→ Your goal
If a line in the entries below includes "that", pick it out and copy it.

→ Records provided
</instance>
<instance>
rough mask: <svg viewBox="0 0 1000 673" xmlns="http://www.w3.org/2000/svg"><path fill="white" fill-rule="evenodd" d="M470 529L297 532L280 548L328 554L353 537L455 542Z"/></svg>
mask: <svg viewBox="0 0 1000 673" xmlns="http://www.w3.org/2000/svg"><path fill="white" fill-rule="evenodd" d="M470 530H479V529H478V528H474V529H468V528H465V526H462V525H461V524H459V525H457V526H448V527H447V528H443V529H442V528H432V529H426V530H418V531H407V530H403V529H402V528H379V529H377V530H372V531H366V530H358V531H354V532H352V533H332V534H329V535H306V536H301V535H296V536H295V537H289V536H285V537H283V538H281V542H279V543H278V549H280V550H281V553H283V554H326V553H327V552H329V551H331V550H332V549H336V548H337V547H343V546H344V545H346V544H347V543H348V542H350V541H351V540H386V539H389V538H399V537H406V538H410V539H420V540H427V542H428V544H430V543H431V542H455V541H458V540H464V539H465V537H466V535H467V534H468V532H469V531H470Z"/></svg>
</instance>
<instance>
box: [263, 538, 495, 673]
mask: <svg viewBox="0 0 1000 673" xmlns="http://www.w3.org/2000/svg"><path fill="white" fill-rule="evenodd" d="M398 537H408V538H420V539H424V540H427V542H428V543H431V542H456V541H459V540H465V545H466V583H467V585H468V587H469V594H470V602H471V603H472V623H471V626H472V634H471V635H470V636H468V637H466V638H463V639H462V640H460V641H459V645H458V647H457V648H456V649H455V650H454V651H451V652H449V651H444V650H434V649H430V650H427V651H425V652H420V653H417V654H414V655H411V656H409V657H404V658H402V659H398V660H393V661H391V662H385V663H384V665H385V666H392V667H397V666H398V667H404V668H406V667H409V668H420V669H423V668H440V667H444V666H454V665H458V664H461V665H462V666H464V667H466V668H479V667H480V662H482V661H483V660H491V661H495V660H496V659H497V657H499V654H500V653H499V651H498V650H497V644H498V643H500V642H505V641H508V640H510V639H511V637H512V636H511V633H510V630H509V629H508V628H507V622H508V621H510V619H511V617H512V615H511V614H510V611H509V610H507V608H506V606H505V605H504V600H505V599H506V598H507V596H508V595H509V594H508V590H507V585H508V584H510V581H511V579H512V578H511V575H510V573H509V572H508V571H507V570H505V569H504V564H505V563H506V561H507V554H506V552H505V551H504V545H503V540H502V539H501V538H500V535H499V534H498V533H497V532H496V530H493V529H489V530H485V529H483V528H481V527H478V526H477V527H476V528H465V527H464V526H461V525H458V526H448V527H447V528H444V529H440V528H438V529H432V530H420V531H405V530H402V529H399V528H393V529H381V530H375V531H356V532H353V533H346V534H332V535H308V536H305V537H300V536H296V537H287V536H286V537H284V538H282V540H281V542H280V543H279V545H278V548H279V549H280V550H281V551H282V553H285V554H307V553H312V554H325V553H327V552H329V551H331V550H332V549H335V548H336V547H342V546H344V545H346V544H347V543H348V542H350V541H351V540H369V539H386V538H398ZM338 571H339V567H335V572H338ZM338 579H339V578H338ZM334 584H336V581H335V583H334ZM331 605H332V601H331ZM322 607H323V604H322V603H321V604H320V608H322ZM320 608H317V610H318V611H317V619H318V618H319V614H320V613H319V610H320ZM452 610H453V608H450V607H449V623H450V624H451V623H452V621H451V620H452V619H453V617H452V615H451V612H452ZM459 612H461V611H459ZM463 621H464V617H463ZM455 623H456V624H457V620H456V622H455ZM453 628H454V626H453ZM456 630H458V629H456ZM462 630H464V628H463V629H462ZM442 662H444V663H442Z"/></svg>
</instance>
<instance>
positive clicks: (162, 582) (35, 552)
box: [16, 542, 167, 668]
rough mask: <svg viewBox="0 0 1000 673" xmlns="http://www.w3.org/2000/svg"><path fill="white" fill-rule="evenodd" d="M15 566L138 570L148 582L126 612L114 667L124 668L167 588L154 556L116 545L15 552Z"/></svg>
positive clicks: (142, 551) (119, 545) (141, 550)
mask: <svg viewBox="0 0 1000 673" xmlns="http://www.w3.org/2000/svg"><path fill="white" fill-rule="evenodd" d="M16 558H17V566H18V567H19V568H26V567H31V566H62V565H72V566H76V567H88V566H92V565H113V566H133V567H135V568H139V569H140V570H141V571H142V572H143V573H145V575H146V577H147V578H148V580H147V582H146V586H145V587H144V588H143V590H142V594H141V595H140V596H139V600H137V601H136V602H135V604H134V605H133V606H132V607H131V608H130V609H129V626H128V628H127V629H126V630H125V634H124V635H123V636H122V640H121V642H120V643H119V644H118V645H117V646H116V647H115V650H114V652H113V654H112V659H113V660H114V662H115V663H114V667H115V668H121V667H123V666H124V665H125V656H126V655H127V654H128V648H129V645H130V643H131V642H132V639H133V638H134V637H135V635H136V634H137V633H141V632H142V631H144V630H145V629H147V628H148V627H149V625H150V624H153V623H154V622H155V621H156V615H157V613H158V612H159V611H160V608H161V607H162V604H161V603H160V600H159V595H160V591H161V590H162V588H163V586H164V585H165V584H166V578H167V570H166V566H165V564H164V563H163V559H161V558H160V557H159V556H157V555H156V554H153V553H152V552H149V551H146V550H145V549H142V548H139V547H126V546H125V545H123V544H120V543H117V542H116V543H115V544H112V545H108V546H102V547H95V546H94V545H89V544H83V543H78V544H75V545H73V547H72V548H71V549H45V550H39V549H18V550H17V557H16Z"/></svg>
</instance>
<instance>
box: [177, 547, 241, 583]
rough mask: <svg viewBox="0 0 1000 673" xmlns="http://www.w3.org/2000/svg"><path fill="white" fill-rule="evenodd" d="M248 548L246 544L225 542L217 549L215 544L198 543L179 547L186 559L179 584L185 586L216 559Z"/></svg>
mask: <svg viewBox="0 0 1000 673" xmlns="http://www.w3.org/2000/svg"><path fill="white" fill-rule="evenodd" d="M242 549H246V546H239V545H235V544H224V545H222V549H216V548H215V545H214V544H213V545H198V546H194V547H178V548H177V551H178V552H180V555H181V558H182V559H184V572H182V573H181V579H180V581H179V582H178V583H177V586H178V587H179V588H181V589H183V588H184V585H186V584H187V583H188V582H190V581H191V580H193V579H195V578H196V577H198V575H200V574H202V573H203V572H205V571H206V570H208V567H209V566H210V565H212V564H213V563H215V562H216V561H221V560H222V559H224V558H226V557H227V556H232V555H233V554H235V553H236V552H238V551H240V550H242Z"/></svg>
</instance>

---

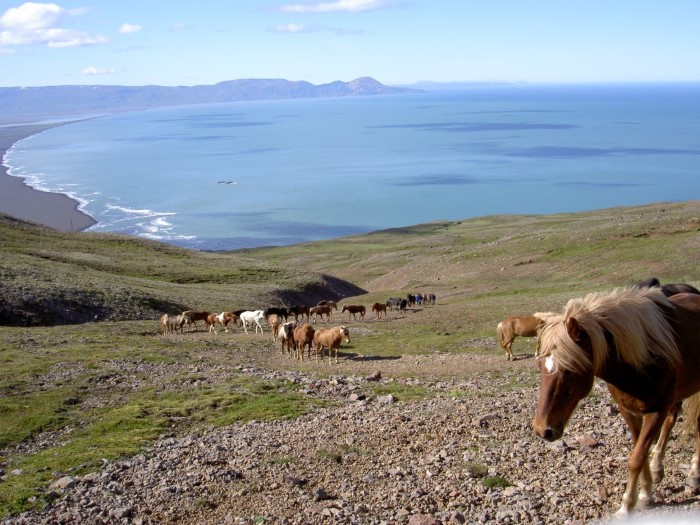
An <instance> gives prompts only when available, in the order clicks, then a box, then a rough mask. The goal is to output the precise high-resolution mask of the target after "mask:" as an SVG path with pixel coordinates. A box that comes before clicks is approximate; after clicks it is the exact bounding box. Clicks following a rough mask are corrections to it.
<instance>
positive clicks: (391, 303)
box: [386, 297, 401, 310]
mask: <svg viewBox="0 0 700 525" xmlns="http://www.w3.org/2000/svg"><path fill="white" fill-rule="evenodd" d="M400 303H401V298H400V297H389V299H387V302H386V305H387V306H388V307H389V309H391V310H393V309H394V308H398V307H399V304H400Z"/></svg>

...

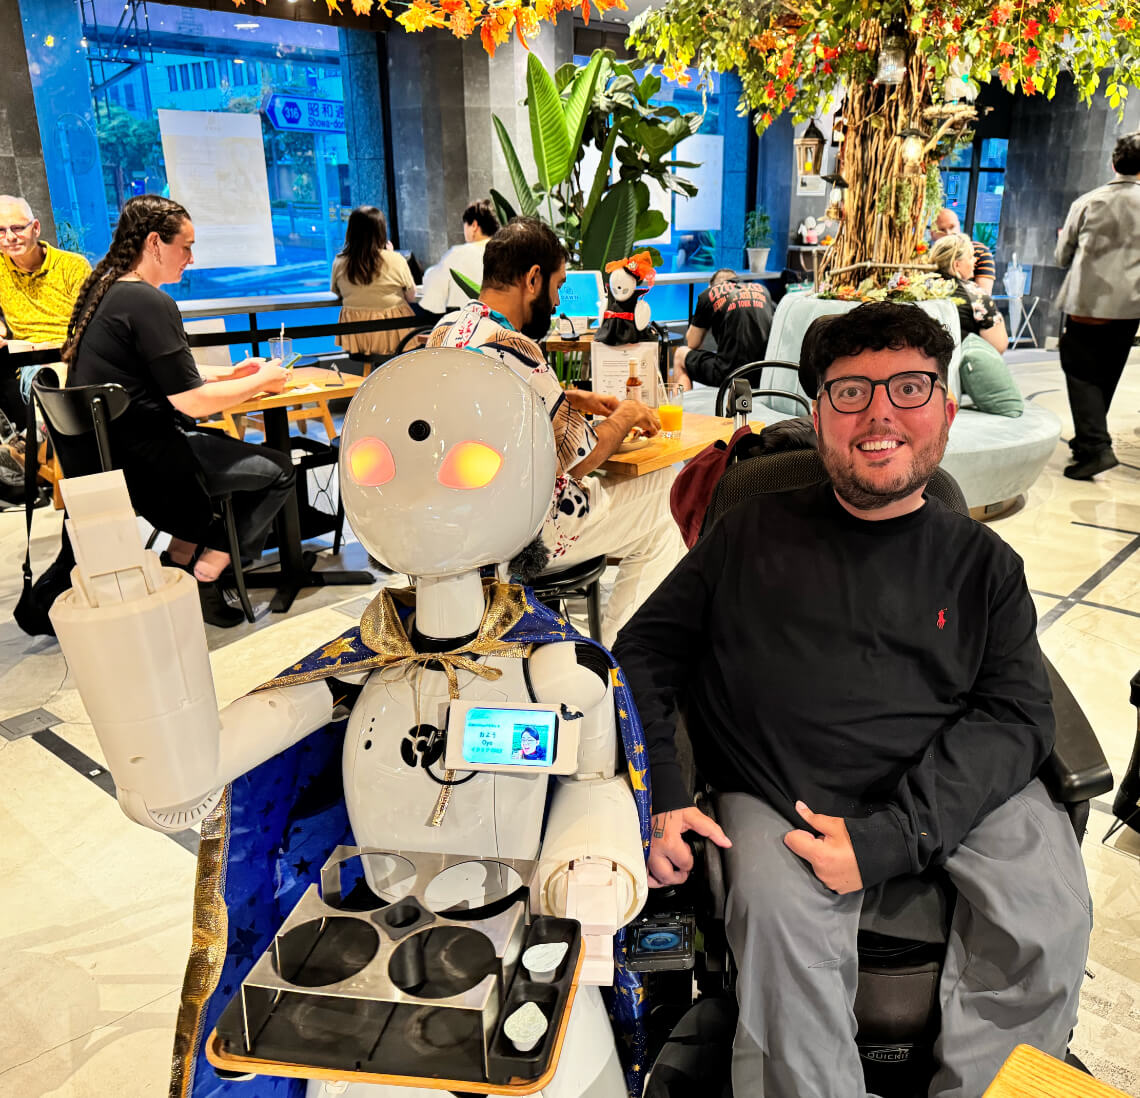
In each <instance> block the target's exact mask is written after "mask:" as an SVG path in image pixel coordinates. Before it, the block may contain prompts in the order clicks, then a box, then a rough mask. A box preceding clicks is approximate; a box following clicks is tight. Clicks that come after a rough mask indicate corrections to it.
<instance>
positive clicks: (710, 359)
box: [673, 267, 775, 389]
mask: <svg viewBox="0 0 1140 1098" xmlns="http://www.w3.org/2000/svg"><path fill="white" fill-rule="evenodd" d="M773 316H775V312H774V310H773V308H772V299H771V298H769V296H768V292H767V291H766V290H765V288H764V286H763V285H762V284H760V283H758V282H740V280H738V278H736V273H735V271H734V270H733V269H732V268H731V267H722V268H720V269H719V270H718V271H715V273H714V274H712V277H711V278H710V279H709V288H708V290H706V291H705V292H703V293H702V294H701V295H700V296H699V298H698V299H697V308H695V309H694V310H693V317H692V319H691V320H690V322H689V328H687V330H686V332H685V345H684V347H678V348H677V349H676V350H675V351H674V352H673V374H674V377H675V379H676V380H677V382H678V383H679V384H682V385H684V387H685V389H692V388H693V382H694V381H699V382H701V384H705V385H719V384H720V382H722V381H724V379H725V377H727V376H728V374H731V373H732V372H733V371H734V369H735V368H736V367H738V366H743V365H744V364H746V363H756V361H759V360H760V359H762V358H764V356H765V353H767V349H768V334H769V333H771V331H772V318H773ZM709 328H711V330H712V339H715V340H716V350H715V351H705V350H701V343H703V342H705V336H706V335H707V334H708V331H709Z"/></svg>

→ Response to this task
An <instance> gives prompts only when available, in the order clicks, then a box, then a rough mask. The goal is to output the precise high-resolution mask of the target after "mask:" as an SVG path with pixel coordinates. A box that comes before clicks is approximate; after clicks it is the exact bounding box. Clicks following a rough mask are corrections to it.
In each <instance> block the target's exact mask is written after "mask:" as an SVG path in image pixel coordinates. Before it, the block may contain prompts in the order clicks, then a box, then a rough mask. A box preceding clicks is approximate; a box following clicks is tight. Clicks that come after a rough mask indicate corrections to it.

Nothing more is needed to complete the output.